RECORDED INFORMATION –
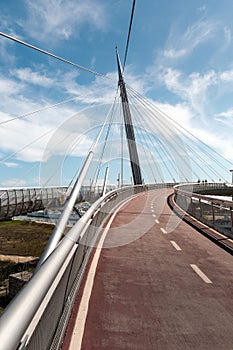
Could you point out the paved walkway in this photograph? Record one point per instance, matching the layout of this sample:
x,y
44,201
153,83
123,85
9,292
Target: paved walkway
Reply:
x,y
170,289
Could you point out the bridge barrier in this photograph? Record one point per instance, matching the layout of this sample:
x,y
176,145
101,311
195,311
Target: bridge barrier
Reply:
x,y
20,201
36,319
214,212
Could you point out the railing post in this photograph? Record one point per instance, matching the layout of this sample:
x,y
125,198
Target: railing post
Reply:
x,y
200,204
213,213
231,209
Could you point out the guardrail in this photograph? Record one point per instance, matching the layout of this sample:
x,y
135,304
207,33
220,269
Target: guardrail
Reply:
x,y
20,201
216,213
36,319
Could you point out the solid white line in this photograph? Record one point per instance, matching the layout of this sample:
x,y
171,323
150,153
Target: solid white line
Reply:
x,y
78,331
175,245
163,230
200,273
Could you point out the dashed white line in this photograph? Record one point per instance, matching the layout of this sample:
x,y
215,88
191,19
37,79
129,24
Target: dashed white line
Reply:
x,y
163,230
200,273
175,245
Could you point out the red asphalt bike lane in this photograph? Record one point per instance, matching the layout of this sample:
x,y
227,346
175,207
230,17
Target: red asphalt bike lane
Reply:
x,y
163,290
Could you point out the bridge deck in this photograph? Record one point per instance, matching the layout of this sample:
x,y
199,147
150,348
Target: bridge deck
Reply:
x,y
162,291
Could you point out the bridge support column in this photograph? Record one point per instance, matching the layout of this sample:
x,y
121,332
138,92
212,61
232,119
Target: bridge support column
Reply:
x,y
129,129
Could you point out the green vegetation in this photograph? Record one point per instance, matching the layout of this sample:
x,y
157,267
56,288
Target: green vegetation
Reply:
x,y
23,238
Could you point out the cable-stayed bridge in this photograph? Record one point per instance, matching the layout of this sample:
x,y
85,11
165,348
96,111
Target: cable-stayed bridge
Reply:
x,y
159,284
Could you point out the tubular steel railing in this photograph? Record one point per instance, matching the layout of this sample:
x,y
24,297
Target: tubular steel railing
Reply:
x,y
36,319
214,212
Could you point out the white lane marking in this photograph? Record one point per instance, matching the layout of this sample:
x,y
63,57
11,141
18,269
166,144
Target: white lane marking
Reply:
x,y
175,245
78,331
163,230
200,273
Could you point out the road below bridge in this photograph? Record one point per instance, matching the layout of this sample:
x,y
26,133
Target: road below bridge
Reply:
x,y
171,288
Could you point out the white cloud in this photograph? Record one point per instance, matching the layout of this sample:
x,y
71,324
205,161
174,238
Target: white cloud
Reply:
x,y
32,77
59,19
11,164
182,44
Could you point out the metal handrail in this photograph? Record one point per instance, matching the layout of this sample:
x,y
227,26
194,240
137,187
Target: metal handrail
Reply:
x,y
17,317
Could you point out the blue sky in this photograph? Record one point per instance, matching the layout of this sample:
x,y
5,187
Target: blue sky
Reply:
x,y
180,56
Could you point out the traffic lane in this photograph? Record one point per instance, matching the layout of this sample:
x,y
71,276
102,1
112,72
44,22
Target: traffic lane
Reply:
x,y
146,296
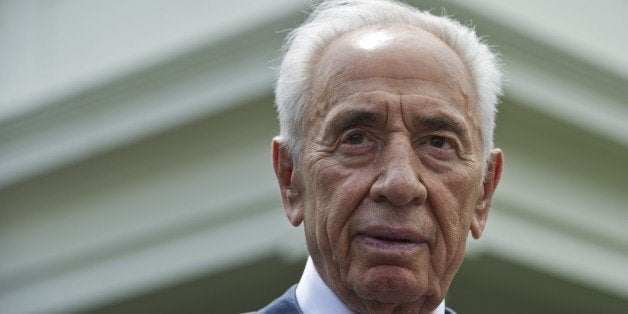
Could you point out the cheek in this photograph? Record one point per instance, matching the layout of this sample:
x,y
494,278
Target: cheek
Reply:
x,y
452,197
339,191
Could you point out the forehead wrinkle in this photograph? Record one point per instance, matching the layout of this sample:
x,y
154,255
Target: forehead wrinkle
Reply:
x,y
411,86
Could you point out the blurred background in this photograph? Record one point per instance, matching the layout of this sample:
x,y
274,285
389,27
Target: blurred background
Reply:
x,y
135,173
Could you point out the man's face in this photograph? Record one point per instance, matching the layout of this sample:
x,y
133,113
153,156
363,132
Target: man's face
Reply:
x,y
390,180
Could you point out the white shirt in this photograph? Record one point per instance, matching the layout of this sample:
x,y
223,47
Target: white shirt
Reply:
x,y
314,296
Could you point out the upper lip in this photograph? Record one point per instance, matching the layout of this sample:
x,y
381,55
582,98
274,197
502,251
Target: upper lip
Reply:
x,y
393,234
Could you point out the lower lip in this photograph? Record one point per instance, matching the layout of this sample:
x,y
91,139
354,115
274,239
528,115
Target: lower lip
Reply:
x,y
387,245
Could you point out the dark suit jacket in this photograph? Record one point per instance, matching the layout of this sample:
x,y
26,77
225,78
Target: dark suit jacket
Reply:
x,y
287,303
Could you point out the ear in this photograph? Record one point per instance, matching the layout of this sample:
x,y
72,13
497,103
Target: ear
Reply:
x,y
492,176
291,196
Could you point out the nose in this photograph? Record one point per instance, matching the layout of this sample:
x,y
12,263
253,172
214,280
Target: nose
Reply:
x,y
399,182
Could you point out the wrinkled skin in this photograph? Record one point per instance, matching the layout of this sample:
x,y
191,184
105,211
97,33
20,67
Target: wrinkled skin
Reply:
x,y
390,181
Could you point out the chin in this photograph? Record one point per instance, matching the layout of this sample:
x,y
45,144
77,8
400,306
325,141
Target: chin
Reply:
x,y
389,284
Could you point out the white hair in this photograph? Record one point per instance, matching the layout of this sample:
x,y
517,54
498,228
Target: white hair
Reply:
x,y
331,19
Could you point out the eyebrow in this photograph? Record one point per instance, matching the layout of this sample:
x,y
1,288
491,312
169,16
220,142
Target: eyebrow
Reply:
x,y
442,123
348,119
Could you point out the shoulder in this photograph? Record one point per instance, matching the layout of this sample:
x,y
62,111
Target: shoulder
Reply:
x,y
287,303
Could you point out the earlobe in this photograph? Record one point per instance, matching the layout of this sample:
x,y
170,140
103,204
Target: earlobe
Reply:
x,y
492,177
288,182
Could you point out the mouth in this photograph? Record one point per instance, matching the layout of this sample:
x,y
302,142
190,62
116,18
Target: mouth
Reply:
x,y
390,239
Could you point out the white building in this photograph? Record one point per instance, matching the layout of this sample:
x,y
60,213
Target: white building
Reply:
x,y
135,173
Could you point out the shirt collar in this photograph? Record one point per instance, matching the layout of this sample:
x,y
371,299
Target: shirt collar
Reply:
x,y
314,296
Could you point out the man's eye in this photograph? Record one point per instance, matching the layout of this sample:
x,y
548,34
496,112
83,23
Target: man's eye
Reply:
x,y
440,142
356,139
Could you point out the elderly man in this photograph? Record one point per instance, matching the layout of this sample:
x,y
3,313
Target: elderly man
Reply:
x,y
385,154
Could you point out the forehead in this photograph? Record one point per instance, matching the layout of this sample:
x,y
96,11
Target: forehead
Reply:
x,y
397,59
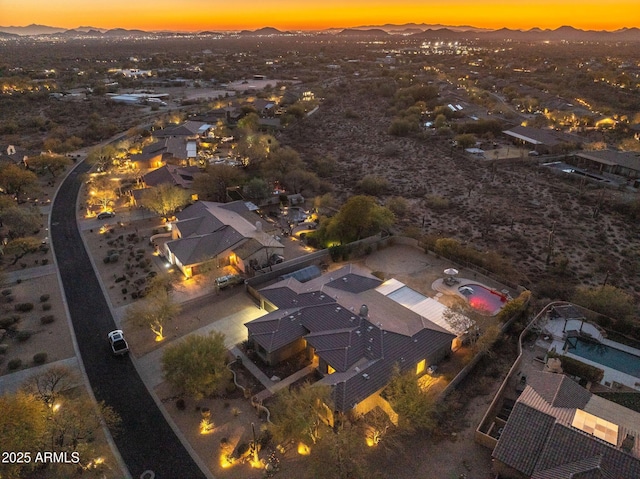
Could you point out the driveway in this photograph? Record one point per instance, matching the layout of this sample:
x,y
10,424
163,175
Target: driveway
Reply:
x,y
145,439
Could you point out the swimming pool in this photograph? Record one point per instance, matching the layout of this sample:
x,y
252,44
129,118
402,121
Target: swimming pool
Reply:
x,y
606,355
483,299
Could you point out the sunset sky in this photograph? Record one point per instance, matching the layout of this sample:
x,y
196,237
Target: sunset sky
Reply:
x,y
196,15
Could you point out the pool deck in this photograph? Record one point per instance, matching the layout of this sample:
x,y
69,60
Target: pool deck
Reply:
x,y
556,331
453,288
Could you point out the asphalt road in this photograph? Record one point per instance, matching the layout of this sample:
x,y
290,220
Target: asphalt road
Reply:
x,y
144,439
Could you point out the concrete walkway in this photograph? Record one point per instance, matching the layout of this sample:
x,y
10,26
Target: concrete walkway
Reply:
x,y
149,366
30,273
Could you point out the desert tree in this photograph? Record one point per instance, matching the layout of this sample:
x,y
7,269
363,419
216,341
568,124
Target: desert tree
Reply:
x,y
74,422
299,414
21,221
465,140
607,300
102,157
20,247
358,218
416,408
462,319
102,191
196,365
280,161
16,181
340,454
49,384
301,181
212,184
165,199
257,190
23,427
156,309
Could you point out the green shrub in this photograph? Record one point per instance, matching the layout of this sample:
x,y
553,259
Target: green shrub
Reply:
x,y
24,307
40,358
14,364
23,335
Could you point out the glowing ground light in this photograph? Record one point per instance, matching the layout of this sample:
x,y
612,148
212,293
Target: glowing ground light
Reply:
x,y
483,299
303,449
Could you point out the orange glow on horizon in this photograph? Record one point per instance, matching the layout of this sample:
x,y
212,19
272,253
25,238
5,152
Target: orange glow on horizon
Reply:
x,y
195,15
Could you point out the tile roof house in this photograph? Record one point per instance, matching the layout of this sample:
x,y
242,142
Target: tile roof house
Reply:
x,y
541,140
559,430
171,174
358,334
228,233
189,129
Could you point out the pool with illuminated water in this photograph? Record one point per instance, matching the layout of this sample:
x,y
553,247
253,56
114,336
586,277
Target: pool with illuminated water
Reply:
x,y
483,299
604,354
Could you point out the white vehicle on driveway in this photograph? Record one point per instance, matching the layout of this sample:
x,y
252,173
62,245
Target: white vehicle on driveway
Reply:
x,y
119,345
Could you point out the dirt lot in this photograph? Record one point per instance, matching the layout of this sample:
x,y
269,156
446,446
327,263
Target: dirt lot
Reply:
x,y
510,206
449,454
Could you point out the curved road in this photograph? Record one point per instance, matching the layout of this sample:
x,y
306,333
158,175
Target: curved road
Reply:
x,y
144,439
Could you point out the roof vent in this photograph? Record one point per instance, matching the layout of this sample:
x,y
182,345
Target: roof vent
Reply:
x,y
628,443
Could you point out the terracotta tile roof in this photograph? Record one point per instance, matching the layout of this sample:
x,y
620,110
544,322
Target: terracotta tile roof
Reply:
x,y
540,441
361,349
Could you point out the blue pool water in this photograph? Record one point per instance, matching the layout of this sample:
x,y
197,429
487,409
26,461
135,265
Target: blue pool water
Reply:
x,y
607,356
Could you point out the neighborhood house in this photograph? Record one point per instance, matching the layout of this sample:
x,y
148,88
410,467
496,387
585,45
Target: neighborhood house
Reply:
x,y
355,333
222,234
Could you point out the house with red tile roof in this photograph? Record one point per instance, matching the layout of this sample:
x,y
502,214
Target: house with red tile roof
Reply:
x,y
358,334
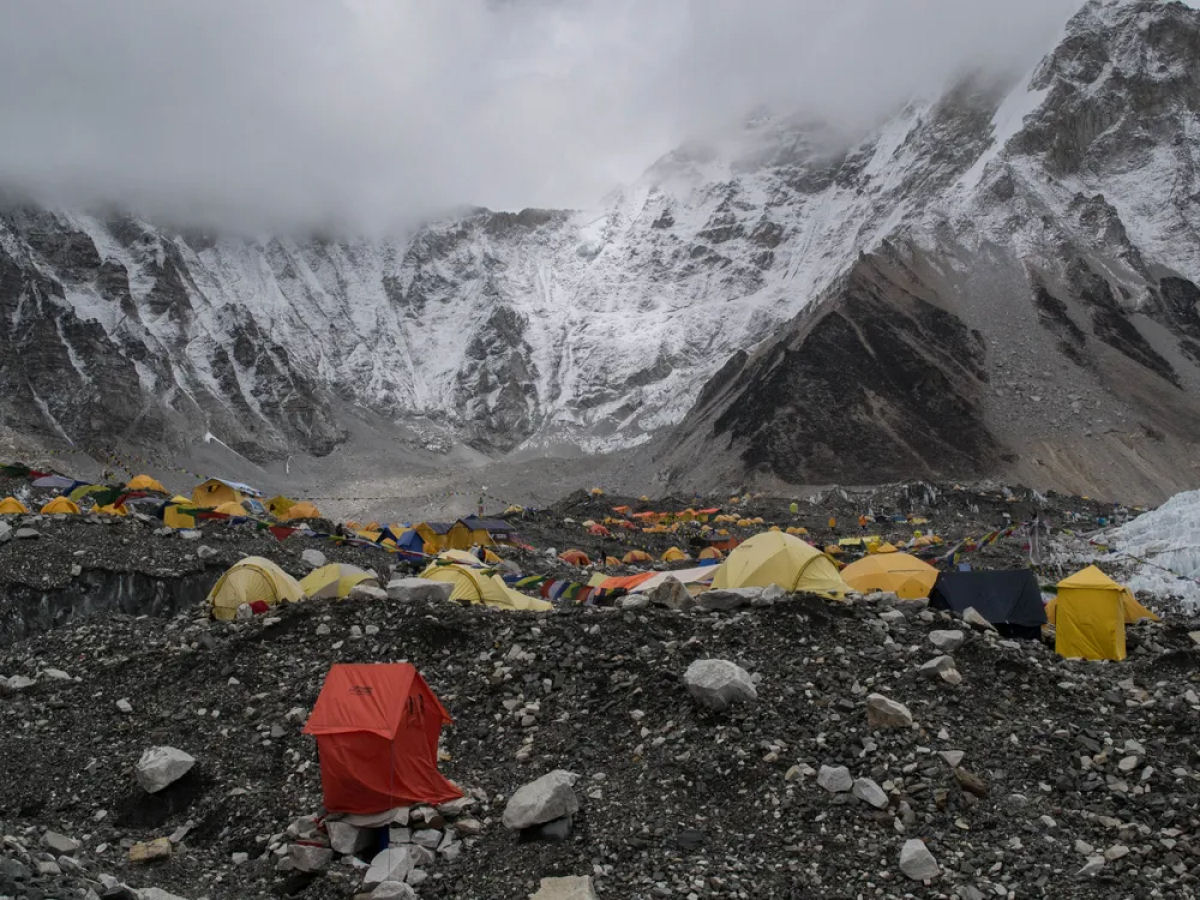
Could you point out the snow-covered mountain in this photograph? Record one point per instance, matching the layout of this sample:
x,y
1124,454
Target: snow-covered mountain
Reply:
x,y
988,277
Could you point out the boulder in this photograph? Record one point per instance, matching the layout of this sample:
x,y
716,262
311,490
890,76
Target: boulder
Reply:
x,y
310,857
868,791
393,891
412,589
313,558
391,864
672,594
718,683
941,667
725,599
835,779
552,796
162,766
346,838
568,887
947,641
883,713
366,592
917,862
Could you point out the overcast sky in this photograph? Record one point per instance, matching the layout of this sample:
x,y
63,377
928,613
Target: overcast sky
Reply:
x,y
371,111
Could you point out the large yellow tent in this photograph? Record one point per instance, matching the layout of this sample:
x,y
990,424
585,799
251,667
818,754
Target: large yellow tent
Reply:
x,y
783,559
60,505
301,509
335,580
1090,615
12,507
251,581
144,483
472,586
904,575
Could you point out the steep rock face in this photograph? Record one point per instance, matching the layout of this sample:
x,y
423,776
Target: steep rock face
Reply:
x,y
1000,270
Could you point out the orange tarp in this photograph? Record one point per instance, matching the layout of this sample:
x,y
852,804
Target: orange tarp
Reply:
x,y
377,729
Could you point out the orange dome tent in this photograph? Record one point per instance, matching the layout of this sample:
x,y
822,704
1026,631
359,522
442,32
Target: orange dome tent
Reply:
x,y
60,505
377,729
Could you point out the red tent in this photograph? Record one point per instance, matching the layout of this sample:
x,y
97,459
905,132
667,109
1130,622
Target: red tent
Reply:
x,y
377,729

EXERCISE OBJECTIVE –
The answer consists only of the lines from the one containing "Could you point out the boulder" to the end of the records, each written out exactly.

RESULT OF THE EXERCISE –
Could you point out the boulder in this photograph? Record one point per instance, matching the layout of this sample:
x,y
716,262
311,490
890,76
Target: boulder
Reply:
x,y
310,857
868,791
393,891
412,589
313,558
391,864
672,594
718,683
941,667
725,599
835,779
552,796
162,766
346,838
568,887
947,641
883,713
366,592
917,862
Could you point out the overcast sky in this photograph? Record one point per instance, matching the layout of this sample:
x,y
63,377
928,613
Target: overcast sky
Reply:
x,y
371,111
Could you point out the large yellow tent in this photograph? Record one point per instance, matching the layout of this sample:
x,y
990,424
585,799
251,667
818,754
Target: large yellow tent
Reply:
x,y
783,559
60,505
301,509
335,580
1090,615
12,507
251,581
144,483
472,586
904,575
Could you point out the steep rock face in this photograph? Record one point per instance, matching the layout of this sample:
x,y
423,776
Target: steep rock face
Reply:
x,y
1000,270
Could you point out the orange tarp in this photograph? Record one point per instance, matching the layout of this sample:
x,y
852,804
Target: orange tarp
Reply:
x,y
377,729
Could you point out the orange dome tent in this photograph? Record one point per instance, matching the layout of this sample:
x,y
822,704
1026,631
359,522
442,32
Target: orange dome tent
Reply:
x,y
60,505
377,729
Could you point out the red tent in this photograph? Record one point per instance, matching the layout of this sample:
x,y
97,459
905,132
667,109
1130,622
Target: red tent
Reply:
x,y
377,729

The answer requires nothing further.